Collection entries
================

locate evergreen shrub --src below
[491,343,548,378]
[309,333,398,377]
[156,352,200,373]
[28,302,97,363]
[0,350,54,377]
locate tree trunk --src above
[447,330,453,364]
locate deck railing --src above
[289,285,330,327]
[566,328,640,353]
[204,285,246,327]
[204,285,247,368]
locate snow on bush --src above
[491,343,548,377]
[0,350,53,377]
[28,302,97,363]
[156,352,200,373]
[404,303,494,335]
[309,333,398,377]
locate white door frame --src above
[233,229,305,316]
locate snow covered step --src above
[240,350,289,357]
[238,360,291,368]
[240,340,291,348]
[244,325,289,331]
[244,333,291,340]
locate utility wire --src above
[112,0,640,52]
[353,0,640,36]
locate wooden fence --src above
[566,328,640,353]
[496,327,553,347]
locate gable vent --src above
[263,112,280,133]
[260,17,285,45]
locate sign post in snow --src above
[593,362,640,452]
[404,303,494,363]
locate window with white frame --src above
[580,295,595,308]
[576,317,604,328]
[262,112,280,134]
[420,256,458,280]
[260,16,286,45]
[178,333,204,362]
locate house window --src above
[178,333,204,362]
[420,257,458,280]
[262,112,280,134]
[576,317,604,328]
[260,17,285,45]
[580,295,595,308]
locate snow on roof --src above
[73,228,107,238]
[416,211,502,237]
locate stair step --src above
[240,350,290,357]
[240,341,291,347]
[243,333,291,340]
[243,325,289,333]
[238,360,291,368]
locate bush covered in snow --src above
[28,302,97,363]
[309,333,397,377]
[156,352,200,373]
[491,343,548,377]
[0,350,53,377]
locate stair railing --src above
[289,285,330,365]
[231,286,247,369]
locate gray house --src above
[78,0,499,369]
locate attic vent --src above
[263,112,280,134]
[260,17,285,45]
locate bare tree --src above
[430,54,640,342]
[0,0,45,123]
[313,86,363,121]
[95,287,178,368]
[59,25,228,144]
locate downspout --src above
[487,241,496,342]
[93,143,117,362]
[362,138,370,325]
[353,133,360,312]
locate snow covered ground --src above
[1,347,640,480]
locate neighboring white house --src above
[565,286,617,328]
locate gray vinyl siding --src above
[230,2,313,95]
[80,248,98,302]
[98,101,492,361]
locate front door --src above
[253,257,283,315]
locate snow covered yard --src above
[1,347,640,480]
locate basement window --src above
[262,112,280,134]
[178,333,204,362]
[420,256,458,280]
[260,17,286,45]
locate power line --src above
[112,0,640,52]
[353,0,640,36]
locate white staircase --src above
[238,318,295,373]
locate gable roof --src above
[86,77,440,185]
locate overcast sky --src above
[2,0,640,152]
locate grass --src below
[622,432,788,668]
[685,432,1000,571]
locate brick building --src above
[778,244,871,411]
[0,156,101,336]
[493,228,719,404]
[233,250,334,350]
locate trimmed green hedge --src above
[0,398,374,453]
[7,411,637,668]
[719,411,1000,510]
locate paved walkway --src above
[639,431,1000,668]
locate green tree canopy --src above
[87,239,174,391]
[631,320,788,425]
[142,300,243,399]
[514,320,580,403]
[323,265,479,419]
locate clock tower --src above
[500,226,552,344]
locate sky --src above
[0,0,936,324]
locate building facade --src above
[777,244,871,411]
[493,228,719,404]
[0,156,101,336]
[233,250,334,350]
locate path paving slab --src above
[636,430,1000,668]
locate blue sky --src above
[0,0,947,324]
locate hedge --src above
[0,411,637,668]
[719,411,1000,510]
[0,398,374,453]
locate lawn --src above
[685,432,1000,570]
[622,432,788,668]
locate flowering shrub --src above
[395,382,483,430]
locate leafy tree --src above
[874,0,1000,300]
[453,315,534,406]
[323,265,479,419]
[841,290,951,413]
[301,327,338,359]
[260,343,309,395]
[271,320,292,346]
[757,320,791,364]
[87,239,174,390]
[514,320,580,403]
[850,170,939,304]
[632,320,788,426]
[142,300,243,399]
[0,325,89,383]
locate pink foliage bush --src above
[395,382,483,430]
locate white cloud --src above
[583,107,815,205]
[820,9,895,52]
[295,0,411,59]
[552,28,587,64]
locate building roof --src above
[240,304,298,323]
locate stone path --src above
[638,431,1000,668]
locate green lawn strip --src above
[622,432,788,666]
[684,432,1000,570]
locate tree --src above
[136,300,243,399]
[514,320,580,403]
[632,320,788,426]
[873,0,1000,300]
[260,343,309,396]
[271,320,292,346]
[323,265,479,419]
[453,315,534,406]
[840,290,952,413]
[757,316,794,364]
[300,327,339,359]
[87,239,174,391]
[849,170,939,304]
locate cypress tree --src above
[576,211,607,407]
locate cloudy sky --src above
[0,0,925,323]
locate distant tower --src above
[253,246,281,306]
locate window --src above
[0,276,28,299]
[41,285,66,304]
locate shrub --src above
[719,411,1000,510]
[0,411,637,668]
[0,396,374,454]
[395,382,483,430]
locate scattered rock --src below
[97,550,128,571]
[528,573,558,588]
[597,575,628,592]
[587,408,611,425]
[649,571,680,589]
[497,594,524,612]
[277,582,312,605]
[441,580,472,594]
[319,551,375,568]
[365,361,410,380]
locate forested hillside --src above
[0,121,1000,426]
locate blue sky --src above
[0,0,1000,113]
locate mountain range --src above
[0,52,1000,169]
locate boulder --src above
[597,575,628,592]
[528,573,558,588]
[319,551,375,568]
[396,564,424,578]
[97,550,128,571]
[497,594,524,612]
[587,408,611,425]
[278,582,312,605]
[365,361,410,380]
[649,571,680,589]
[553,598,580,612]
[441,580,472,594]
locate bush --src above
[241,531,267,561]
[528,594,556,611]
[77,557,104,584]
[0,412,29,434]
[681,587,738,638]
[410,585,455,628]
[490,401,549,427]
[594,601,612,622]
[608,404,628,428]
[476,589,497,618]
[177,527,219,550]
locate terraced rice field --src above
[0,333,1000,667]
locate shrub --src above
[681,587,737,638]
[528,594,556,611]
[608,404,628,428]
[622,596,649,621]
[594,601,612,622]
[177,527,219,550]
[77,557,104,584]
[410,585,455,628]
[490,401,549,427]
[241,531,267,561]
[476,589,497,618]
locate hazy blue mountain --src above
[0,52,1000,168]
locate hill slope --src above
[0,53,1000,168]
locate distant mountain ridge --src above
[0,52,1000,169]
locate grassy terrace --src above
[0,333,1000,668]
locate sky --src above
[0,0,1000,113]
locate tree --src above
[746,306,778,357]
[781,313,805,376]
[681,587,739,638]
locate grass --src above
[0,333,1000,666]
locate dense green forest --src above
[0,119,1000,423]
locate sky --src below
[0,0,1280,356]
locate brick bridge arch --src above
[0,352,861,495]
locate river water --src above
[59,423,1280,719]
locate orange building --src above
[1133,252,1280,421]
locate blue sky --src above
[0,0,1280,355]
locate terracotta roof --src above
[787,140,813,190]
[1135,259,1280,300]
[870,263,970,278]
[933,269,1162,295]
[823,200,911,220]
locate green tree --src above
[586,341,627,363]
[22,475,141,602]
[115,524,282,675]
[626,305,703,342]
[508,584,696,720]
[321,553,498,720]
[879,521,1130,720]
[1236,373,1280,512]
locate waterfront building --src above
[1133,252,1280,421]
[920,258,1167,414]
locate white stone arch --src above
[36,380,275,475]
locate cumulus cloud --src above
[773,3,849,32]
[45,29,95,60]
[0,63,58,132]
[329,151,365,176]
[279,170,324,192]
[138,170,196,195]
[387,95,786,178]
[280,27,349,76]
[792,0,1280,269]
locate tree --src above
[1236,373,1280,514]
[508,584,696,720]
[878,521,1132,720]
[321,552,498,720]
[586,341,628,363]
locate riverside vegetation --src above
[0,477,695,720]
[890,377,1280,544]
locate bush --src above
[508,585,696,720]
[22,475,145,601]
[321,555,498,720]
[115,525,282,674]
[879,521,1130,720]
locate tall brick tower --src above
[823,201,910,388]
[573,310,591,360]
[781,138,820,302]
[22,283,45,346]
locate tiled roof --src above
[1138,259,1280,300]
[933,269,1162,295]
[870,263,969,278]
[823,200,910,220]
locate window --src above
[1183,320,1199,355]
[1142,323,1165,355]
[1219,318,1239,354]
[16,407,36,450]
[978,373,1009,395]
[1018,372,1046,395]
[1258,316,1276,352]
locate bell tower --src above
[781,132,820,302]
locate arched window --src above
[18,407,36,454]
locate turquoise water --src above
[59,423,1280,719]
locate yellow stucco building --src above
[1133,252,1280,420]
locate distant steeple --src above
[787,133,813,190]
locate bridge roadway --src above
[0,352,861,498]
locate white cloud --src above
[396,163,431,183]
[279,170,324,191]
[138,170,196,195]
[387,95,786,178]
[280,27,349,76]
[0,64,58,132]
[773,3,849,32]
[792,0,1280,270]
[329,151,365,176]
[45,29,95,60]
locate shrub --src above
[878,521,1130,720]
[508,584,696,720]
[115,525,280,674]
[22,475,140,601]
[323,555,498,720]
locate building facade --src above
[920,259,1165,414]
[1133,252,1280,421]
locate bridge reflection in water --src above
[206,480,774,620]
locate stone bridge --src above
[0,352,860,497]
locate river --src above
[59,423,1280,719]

================

Please copy the records from the line with "locate trimmed green hedge --src above" up to and including the line with "[500,226,552,344]", keeping the request lines as they are. Multiply every bounding-box coordinate by 0.5 and round it to a whole number, rounding halves up.

### THE COMPLETED TASK
locate trimmed green hedge --src above
[0,199,187,227]
[4,206,319,334]
[360,206,500,255]
locate paved walkway --src above
[320,216,500,334]
locate green tree canopy --src above
[44,120,87,196]
[316,160,394,213]
[71,150,122,200]
[257,160,290,202]
[162,133,240,210]
locate clock tower --src above
[250,113,276,172]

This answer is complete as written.